Render every line of the rows below as a JSON list of strings, one string per line, omitting blank lines. Leave the pictures out of the output.

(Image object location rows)
----------------------------------------

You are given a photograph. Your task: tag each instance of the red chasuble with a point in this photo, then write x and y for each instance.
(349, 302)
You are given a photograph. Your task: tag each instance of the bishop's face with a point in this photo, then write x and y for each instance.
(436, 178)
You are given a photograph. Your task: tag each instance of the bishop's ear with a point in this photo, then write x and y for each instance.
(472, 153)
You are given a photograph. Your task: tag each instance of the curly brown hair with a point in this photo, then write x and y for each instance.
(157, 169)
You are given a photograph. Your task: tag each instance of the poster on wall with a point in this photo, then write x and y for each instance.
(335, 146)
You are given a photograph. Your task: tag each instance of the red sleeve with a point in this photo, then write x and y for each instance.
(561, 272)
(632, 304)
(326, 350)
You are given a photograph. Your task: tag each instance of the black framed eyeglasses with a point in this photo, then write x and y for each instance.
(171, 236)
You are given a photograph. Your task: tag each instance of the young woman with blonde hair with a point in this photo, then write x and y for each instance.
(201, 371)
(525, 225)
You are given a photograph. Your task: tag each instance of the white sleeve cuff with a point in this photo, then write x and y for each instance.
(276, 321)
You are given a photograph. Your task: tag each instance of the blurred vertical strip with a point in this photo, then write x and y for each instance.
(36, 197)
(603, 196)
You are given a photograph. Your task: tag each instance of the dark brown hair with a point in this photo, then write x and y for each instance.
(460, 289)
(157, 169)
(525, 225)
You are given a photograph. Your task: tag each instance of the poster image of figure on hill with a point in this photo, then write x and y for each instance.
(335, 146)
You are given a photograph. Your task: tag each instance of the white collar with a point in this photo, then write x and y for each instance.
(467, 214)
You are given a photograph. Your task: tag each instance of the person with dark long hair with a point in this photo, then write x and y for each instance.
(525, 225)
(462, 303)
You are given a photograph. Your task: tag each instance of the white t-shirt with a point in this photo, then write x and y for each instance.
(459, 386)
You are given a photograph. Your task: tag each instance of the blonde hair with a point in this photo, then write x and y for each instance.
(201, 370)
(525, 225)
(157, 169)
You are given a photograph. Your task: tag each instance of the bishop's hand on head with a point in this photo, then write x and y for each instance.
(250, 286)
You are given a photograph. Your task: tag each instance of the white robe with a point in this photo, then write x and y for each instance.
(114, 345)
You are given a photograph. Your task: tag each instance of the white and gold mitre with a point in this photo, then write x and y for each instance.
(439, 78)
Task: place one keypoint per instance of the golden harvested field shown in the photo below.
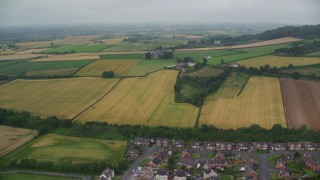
(279, 61)
(70, 57)
(63, 98)
(262, 43)
(259, 103)
(63, 41)
(119, 67)
(12, 138)
(148, 100)
(21, 56)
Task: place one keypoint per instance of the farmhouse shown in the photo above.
(107, 174)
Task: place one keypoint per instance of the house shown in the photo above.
(281, 165)
(180, 175)
(312, 164)
(310, 146)
(161, 174)
(243, 146)
(178, 143)
(223, 146)
(209, 174)
(246, 158)
(279, 147)
(107, 174)
(209, 145)
(195, 144)
(146, 174)
(188, 163)
(260, 146)
(162, 142)
(141, 141)
(133, 153)
(294, 146)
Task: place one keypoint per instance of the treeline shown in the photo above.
(125, 132)
(205, 86)
(299, 49)
(81, 168)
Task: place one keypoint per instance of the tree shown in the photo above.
(108, 74)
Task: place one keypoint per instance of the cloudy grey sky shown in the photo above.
(24, 12)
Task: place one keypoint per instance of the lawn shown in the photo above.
(147, 66)
(119, 67)
(64, 98)
(259, 103)
(59, 149)
(147, 100)
(25, 176)
(13, 138)
(279, 61)
(76, 48)
(19, 68)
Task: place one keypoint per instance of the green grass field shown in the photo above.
(25, 176)
(200, 54)
(77, 48)
(121, 56)
(147, 66)
(19, 68)
(247, 53)
(59, 149)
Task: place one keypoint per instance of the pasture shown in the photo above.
(148, 100)
(59, 149)
(13, 138)
(145, 67)
(279, 61)
(119, 67)
(259, 103)
(19, 68)
(29, 176)
(64, 98)
(76, 48)
(301, 102)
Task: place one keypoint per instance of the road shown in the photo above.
(129, 175)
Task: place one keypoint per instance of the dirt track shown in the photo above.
(302, 103)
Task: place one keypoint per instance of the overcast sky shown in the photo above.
(33, 12)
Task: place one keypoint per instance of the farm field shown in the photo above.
(28, 176)
(200, 54)
(18, 56)
(19, 68)
(13, 138)
(70, 57)
(119, 67)
(247, 53)
(64, 98)
(148, 100)
(147, 66)
(59, 149)
(77, 48)
(302, 103)
(204, 72)
(256, 44)
(54, 72)
(278, 61)
(259, 103)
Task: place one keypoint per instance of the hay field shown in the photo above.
(259, 103)
(119, 67)
(70, 57)
(64, 98)
(148, 100)
(279, 61)
(257, 44)
(12, 138)
(58, 149)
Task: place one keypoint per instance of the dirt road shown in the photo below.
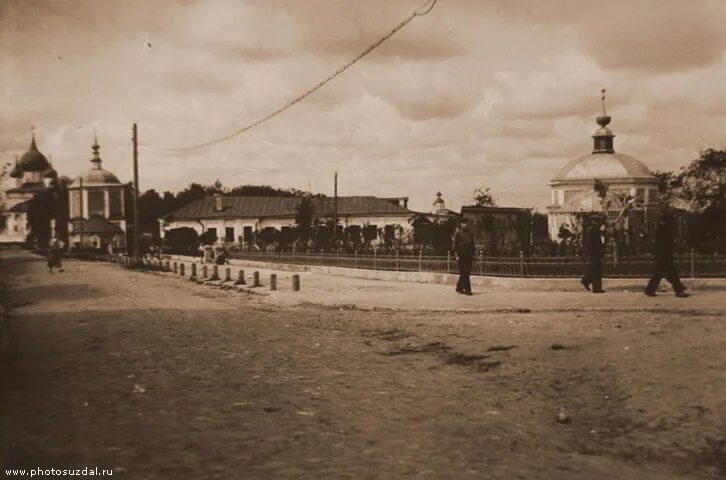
(160, 378)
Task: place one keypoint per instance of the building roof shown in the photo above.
(22, 207)
(33, 160)
(96, 225)
(28, 188)
(257, 207)
(603, 166)
(473, 209)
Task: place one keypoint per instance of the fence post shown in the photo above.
(521, 263)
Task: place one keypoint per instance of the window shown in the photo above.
(570, 194)
(247, 234)
(114, 203)
(75, 203)
(652, 195)
(96, 203)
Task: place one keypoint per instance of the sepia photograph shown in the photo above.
(363, 239)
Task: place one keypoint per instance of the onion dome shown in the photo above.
(16, 172)
(96, 175)
(33, 160)
(603, 162)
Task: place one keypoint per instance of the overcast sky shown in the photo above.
(500, 93)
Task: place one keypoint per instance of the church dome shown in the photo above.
(16, 172)
(603, 163)
(96, 175)
(33, 160)
(603, 166)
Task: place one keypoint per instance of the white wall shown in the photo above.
(278, 223)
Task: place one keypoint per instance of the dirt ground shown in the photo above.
(160, 378)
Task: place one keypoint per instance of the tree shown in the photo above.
(669, 185)
(703, 186)
(483, 197)
(703, 182)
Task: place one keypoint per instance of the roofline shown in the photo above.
(292, 215)
(575, 181)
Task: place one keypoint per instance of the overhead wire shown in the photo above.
(421, 11)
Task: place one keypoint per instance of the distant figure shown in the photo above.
(55, 255)
(664, 267)
(592, 249)
(464, 248)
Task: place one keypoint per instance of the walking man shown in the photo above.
(664, 267)
(592, 249)
(464, 248)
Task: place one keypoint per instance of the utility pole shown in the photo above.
(137, 250)
(83, 218)
(335, 208)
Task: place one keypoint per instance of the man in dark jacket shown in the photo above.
(592, 249)
(665, 235)
(464, 247)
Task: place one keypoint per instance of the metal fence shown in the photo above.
(689, 264)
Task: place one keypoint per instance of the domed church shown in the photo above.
(31, 174)
(572, 188)
(96, 206)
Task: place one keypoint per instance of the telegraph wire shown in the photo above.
(421, 11)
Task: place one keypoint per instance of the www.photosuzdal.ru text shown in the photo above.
(59, 472)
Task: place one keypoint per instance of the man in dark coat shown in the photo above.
(592, 249)
(665, 235)
(464, 247)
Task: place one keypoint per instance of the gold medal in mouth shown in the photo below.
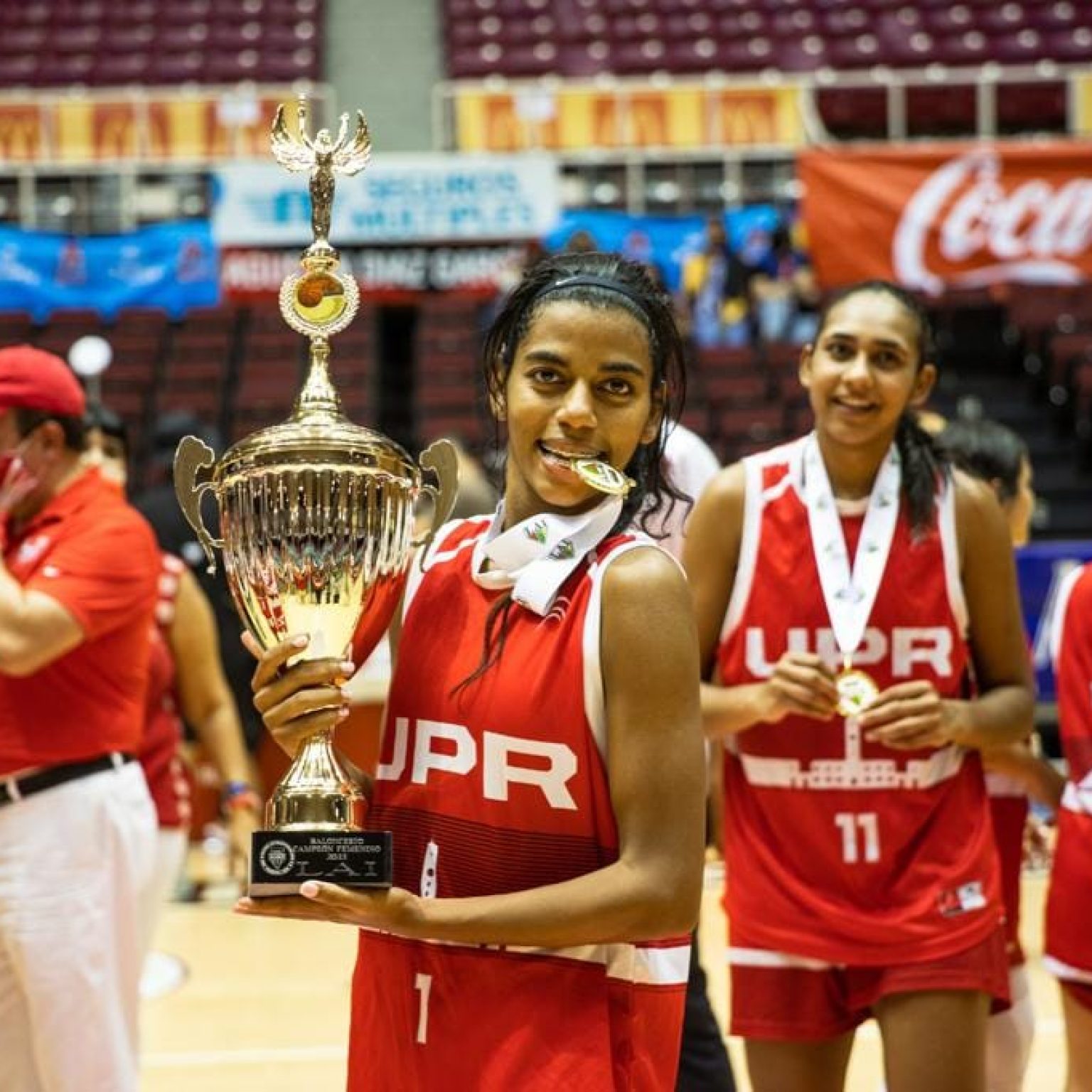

----------------------------------------

§ **Full response**
[
  "You are given a photograph. Your task: tag each instance of the red chasuble with a point in this photo, then write x and y for each instance.",
  "(349, 302)",
  "You are given a photograph. Your task: tag each instance of the bishop's face with a point in this photo, then write x and y for each instance.",
  "(436, 178)",
  "You are given a photograph. Your task: tag each instance of the bishop's ear with a point in this photo, then write x and y for each instance.",
  "(472, 153)",
  "You are given a photograph. Your task: tag each instance of the curly brown hair with a point in this photo, then write x and y for each instance.",
  "(157, 169)",
  "You are given a photograph. Your task: tag each instance of the poster on wall with a point in this photo, then write x and y for each instance.",
  "(335, 146)",
  "You are given a photograph. Your task: tag each instance of the red sleeve with a point in this photo, then write x and y for each instance.",
  "(561, 272)",
  "(632, 304)",
  "(326, 350)",
  "You are given a photograph. Your task: tag each instance of the black framed eyeglasses with a point in this photo, then write x and y for each instance.",
  "(171, 236)",
  "You are given a photograph. Your task: tag each instance of the young woman with blonde hair with a point in this photo, then write x and y for each instance.",
  "(201, 371)",
  "(525, 225)",
  "You are given a photograph. Your task: tag each instance of the white sleeve cuff with a point in this photo, then write x and y for each instance.",
  "(276, 321)",
  "You are given a photograph. Your task: tag each instance of the blurred vertical strip with a point in this photo, then write x and y for each instance.",
  "(36, 197)",
  "(603, 196)",
  "You are given a photograph. Your task: tag each instance of the dark brown hair with a point in this photo, then write x and y for each instance.",
  "(460, 289)",
  "(157, 169)",
  "(525, 225)",
  "You are given a photograph. Your task: tag each instance of the poster image of figure on hill with a point in this photo, then write x and y for each instance.",
  "(335, 146)",
  "You are given a photograph. Your task: tag each instance of the white collar with a point in this photo, then write x and y for each instance.",
  "(467, 214)",
  "You are given a photograph. Your task: tag each instance of the person with dark long hair with a point in this photo, then write x and y for each instance.",
  "(525, 225)",
  "(462, 303)",
  "You are given a photograph. Your task: tag each instance of the white t-shirt with a point in this photo, then write x and y for each instance.",
  "(459, 386)",
  "You are given a photograph. Your task: tag each instance of the blonde hair with a point in this photo, then write x and y for each instance.",
  "(201, 370)",
  "(525, 225)",
  "(157, 169)",
  "You are given a photograph. Your task: tag each instance of the bishop's hand on head with a point in this photo, then write x and y for each instance.",
  "(250, 286)",
  "You are given a photograph. Your task: tag each instance of the white robe with a point in this photo, then write x and y for each instance.",
  "(114, 345)",
  "You are given a photograph. Your task: tag each instance of the white and gold mitre with a point in this photo, then write x and y for each instance.",
  "(439, 78)",
  "Task: place one keypoint per instance of the golden harvested field shown in the photo below.",
  "(279, 61)",
  "(70, 57)",
  "(63, 98)",
  "(262, 43)",
  "(259, 103)",
  "(63, 41)",
  "(119, 67)",
  "(12, 138)",
  "(148, 100)",
  "(21, 56)",
  "Task: place one keypoint per instance of the farmhouse shown in the photo above.",
  "(107, 174)",
  "Task: place one keypoint per instance of the house shown in the photo above.",
  "(281, 165)",
  "(180, 175)",
  "(312, 164)",
  "(310, 146)",
  "(161, 174)",
  "(243, 146)",
  "(178, 143)",
  "(223, 146)",
  "(209, 174)",
  "(246, 158)",
  "(279, 147)",
  "(107, 174)",
  "(209, 145)",
  "(195, 144)",
  "(146, 174)",
  "(188, 163)",
  "(260, 146)",
  "(162, 142)",
  "(141, 141)",
  "(133, 153)",
  "(294, 146)",
  "Task: place one keypoint per instance of the treeline shown in the photo above.",
  "(125, 132)",
  "(205, 86)",
  "(299, 49)",
  "(81, 168)",
  "Task: place one keypoint per instance of the tree shown in the photo above.",
  "(108, 74)",
  "Task: place one keypoint per instance of the cloudy grey sky shown in the photo above.",
  "(24, 12)",
  "Task: place one keypoint per instance of the lawn shown in the photo above.",
  "(147, 66)",
  "(119, 67)",
  "(64, 98)",
  "(259, 103)",
  "(59, 149)",
  "(147, 100)",
  "(25, 176)",
  "(13, 138)",
  "(279, 61)",
  "(76, 48)",
  "(19, 68)",
  "Task: place one keypoint per instance of the green grass field shown in the photo above.",
  "(25, 176)",
  "(200, 54)",
  "(77, 48)",
  "(121, 56)",
  "(147, 66)",
  "(19, 68)",
  "(247, 53)",
  "(59, 149)",
  "Task: place one keypoint per instance of the pasture shown in the photo above.",
  "(148, 100)",
  "(59, 149)",
  "(13, 138)",
  "(145, 67)",
  "(279, 61)",
  "(119, 67)",
  "(259, 103)",
  "(19, 68)",
  "(29, 176)",
  "(64, 98)",
  "(76, 48)",
  "(301, 102)",
  "Task: place one keypoint per instance of the road shown in the photo above.",
  "(129, 175)",
  "Task: place one keypoint per instance of the dirt track shown in the photo above.",
  "(302, 103)",
  "Task: place one keypoint per instance of the overcast sky shown in the photo above.",
  "(33, 12)",
  "Task: place one keypoint per instance of the farm field shown in the photo above.",
  "(28, 176)",
  "(200, 54)",
  "(18, 56)",
  "(19, 68)",
  "(13, 138)",
  "(70, 57)",
  "(119, 67)",
  "(247, 53)",
  "(64, 98)",
  "(148, 100)",
  "(147, 66)",
  "(59, 149)",
  "(77, 48)",
  "(302, 103)",
  "(204, 72)",
  "(256, 44)",
  "(54, 72)",
  "(278, 61)",
  "(259, 103)",
  "Task: place one keypoint per instance of the hay field shown in the photo above.",
  "(259, 103)",
  "(119, 67)",
  "(70, 57)",
  "(64, 98)",
  "(148, 100)",
  "(279, 61)",
  "(257, 44)",
  "(12, 138)",
  "(58, 149)",
  "Task: place one keypoint per instance of the dirt road shown in the photo below.",
  "(160, 378)",
  "Task: place one keypoint per instance of the building roof shown in the photo above.",
  "(22, 207)",
  "(33, 160)",
  "(96, 225)",
  "(28, 188)",
  "(257, 207)",
  "(603, 166)",
  "(473, 209)",
  "Task: place one keypoint per instance of the fence post shown in the photo above.",
  "(521, 263)",
  "Task: place one keypoint per instance of the window shown in the photo above.",
  "(570, 194)",
  "(247, 234)",
  "(114, 203)",
  "(75, 203)",
  "(652, 195)",
  "(96, 203)",
  "Task: place one keypoint per instance of the sepia photograph shown in the photo above.",
  "(363, 239)",
  "Task: place one keypoint per instance of the onion dome shown in the photo above.",
  "(16, 172)",
  "(96, 175)",
  "(33, 160)",
  "(603, 162)",
  "Task: place one keypoint per instance of the overcast sky shown in the photo above.",
  "(500, 93)",
  "Task: place one keypoint per instance of the church dome shown in the photo above.",
  "(16, 172)",
  "(603, 163)",
  "(96, 175)",
  "(33, 160)",
  "(603, 166)",
  "Task: place one keypoint per instance of the white wall shown in the photo above.",
  "(278, 223)",
  "Task: place one keypoint per instance of the dirt ground shown in the photo above.",
  "(160, 378)",
  "Task: place one keypoint per instance of the tree shown in the photo above.",
  "(669, 185)",
  "(703, 186)",
  "(483, 197)",
  "(703, 182)",
  "Task: place one keypoint per instance of the roofline shown in the photo above.",
  "(292, 215)",
  "(575, 181)",
  "Task: place one keypoint per instance of the overhead wire shown in the photo above.",
  "(421, 11)",
  "Task: place one keypoint per instance of the distant figure shown in the photo above.",
  "(55, 255)",
  "(664, 267)",
  "(592, 249)",
  "(464, 248)",
  "Task: place one keypoint per instance of the walking man shown in the photo above.",
  "(664, 267)",
  "(592, 249)",
  "(464, 248)",
  "Task: place one keypoint per instance of the utility pole shown in the photo above.",
  "(137, 250)",
  "(83, 218)",
  "(335, 208)",
  "Task: place one keypoint per instance of the man in dark jacket shown in the photo above.",
  "(592, 249)",
  "(665, 235)",
  "(464, 247)",
  "Task: place one keypoint per instance of the metal fence shown in the photo above.",
  "(689, 264)",
  "Task: place one keypoint per instance of the domed church shown in the photo above.",
  "(31, 174)",
  "(572, 188)",
  "(96, 206)",
  "Task: place one keypoint per instance of the telegraph wire shown in the photo above.",
  "(421, 11)",
  "Task: place one keypoint per instance of the www.photosuzdal.ru text shown in the photo above.",
  "(59, 472)",
  "Task: place one keypoint per instance of the man in dark coat shown in the photo above.",
  "(592, 249)",
  "(665, 235)",
  "(464, 247)",
  "Task: place one keypoint per instance of the gold medal in mouth shown in the photo below."
]